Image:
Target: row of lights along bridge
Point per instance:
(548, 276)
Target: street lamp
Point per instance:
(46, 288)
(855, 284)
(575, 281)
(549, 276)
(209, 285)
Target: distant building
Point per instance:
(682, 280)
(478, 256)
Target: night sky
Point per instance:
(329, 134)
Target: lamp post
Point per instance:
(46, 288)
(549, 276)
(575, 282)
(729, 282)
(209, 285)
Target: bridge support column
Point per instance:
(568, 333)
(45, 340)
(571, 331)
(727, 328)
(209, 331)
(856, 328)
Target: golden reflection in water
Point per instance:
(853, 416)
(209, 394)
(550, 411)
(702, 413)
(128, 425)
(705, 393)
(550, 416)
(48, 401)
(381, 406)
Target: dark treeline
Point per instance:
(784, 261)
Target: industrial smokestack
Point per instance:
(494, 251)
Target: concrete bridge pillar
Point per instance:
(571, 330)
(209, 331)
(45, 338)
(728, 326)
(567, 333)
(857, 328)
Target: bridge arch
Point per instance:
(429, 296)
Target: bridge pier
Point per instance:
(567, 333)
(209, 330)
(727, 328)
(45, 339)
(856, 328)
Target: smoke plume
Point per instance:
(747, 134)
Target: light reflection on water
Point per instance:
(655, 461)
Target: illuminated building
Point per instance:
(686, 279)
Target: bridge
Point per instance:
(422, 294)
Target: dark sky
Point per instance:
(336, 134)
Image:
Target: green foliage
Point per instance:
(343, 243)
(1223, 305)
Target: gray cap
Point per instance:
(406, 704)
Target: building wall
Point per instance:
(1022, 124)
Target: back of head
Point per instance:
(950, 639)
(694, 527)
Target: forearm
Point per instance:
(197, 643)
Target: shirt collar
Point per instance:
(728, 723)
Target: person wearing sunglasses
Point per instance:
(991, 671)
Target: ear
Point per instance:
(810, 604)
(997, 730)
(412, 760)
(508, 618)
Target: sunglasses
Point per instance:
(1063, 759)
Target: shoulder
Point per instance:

----

YOUR OBJECTIVE
Reprint exactly the lines above that start at the one with "Target: distant building" and end at the one with "Target: sunglasses", keeping both and adding none.

WRITTEN RESPONSE
Target: distant building
Point per instance:
(682, 280)
(478, 256)
Target: night sky
Point per instance:
(329, 134)
Target: lamp post
Point per instance:
(46, 288)
(549, 276)
(575, 282)
(729, 282)
(209, 285)
Target: bridge support column
Point per instance:
(568, 333)
(45, 340)
(571, 331)
(727, 328)
(209, 331)
(856, 328)
Target: golden reflection in water
Point per instance:
(853, 416)
(209, 394)
(550, 411)
(702, 413)
(128, 425)
(705, 393)
(550, 416)
(48, 401)
(381, 406)
Target: dark treeline
Point per instance:
(784, 261)
Target: industrial smokestack
Point per instance:
(494, 251)
Target: concrete bridge pillar
Point per instance:
(571, 330)
(209, 331)
(45, 338)
(728, 326)
(567, 333)
(857, 328)
Target: bridge arch
Point per instance:
(429, 296)
Target: bridge pier
Point per instance:
(567, 333)
(209, 330)
(727, 328)
(45, 339)
(856, 328)
Target: smoke plume
Point per instance:
(747, 134)
Target: light reflection on water
Point per instance:
(655, 461)
Target: illuminated building
Point per instance:
(686, 279)
Target: bridge
Point per instance:
(422, 294)
Target: dark sky
Point per instance:
(336, 134)
Image:
Target: green foliage
Point per instance:
(343, 243)
(1223, 305)
Target: gray cap
Point per instance:
(406, 704)
Target: building wall
Point per instance:
(1022, 124)
Target: back of head
Point per instance:
(950, 639)
(694, 527)
Target: forearm
Point per instance:
(197, 643)
Target: shirt collar
Point per instance:
(728, 723)
Target: person wearing sunglasses
Point per instance:
(991, 671)
Target: ear
Point per instance:
(810, 604)
(997, 730)
(412, 760)
(508, 618)
Target: sunglasses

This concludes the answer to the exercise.